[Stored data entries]
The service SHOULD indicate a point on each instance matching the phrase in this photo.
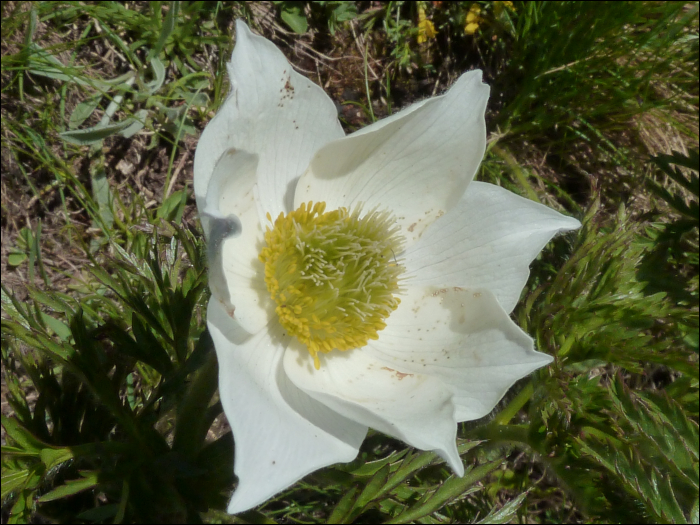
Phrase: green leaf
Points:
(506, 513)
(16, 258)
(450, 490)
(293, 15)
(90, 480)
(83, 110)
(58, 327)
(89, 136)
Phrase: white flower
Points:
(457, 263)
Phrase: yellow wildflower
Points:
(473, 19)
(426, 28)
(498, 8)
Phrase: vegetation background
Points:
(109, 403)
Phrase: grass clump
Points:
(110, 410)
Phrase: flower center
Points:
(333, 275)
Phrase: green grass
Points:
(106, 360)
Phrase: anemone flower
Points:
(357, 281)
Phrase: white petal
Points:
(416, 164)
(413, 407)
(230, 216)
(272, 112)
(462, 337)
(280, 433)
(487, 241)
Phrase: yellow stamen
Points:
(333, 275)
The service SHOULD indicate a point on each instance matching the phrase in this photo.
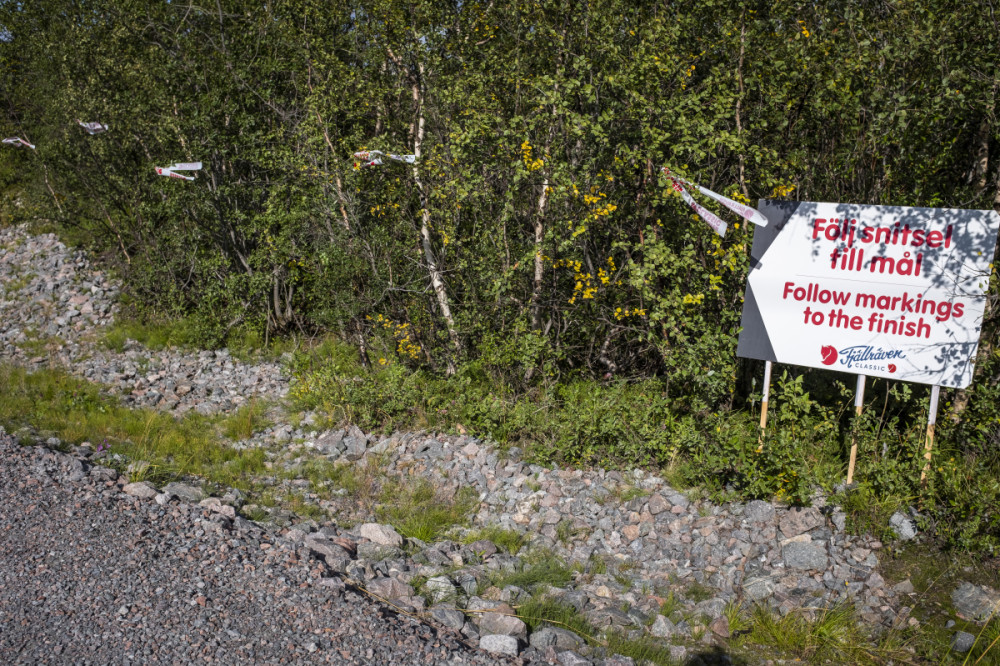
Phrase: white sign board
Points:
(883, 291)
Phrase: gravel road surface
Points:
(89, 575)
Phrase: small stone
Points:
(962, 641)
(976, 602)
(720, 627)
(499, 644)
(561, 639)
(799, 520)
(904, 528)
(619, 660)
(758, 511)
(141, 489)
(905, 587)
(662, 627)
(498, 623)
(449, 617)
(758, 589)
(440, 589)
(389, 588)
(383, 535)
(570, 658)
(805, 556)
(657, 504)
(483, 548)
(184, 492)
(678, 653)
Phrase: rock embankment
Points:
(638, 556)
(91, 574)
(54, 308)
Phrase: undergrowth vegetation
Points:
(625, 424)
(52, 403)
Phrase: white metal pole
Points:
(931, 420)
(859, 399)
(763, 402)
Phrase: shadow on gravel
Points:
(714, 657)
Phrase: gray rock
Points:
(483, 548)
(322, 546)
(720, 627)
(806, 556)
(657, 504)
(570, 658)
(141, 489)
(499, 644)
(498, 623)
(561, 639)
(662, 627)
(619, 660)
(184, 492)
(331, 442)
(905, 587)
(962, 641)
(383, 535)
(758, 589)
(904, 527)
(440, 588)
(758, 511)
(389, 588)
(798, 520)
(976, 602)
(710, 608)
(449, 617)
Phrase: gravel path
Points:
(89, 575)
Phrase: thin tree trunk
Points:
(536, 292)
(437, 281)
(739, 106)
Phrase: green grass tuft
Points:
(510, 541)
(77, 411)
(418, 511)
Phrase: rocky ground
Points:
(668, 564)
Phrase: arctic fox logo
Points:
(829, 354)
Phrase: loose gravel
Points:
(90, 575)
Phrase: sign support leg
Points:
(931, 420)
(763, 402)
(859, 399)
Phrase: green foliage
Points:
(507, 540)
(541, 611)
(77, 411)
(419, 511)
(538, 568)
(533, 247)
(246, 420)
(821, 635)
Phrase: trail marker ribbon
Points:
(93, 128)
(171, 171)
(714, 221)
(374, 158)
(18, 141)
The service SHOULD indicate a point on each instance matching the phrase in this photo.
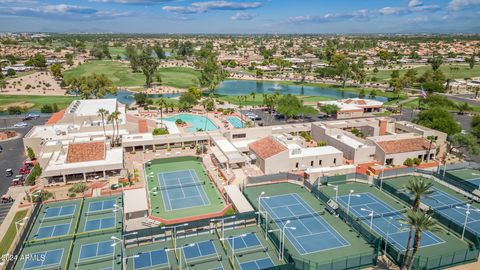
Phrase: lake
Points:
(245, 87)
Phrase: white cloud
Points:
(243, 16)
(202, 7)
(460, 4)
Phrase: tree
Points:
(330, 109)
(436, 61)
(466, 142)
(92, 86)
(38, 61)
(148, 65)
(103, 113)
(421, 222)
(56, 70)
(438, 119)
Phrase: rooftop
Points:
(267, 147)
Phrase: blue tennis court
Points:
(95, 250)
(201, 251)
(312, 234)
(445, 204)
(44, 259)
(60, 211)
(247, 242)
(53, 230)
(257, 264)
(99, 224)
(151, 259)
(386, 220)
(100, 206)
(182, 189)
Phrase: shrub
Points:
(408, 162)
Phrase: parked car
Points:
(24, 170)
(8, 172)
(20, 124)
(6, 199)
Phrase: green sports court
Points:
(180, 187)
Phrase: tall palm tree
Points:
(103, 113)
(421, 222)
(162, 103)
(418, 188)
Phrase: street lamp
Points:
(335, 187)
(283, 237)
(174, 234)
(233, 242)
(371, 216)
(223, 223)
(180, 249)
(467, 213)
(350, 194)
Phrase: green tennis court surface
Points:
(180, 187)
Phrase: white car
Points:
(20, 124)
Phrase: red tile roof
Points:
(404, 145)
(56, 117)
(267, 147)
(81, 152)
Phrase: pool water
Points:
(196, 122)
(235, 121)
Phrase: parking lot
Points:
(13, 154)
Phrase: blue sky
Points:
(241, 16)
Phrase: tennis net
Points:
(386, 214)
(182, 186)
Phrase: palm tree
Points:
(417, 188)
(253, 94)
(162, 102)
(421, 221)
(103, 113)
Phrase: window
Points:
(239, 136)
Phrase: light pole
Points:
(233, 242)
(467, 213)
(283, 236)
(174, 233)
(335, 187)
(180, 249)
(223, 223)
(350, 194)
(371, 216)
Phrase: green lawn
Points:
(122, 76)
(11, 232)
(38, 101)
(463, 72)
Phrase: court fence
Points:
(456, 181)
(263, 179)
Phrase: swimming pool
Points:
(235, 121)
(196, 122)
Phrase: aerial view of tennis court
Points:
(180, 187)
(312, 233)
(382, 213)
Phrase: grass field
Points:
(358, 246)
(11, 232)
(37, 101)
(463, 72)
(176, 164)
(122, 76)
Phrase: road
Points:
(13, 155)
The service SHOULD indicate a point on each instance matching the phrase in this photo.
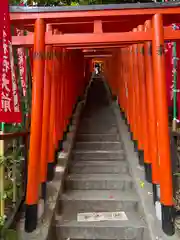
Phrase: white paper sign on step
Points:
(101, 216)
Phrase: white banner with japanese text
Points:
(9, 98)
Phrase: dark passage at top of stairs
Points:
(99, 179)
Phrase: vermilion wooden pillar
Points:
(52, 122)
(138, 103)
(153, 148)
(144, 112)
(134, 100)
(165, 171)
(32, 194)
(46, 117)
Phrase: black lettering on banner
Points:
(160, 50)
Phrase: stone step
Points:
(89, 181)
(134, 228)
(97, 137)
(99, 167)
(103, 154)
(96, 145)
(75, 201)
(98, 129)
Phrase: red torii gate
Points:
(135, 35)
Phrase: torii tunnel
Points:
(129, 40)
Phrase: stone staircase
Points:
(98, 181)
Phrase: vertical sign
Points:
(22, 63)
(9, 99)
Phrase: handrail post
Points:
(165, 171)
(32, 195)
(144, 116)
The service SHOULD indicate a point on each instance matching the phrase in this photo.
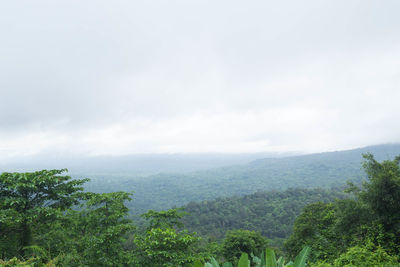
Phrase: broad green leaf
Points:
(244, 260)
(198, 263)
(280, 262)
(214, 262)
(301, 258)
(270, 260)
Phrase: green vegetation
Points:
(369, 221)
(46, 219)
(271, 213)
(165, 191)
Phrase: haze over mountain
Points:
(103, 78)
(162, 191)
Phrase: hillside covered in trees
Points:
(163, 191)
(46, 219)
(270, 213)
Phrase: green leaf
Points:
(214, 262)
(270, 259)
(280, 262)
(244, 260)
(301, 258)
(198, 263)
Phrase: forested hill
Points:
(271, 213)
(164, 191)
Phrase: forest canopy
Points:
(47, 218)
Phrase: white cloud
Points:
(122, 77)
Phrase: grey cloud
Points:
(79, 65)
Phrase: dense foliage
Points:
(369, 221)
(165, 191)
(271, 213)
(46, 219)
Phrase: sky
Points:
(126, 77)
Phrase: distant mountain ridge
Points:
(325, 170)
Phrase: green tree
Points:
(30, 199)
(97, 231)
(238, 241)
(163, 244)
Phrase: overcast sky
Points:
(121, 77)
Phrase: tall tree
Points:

> **AIM OF THE EXERCISE**
Every line of the data above that includes "mountain" should be listed.

> **RESULT OF THE TASK**
Phrase: haze over mountain
Phrase: distant mountain ridge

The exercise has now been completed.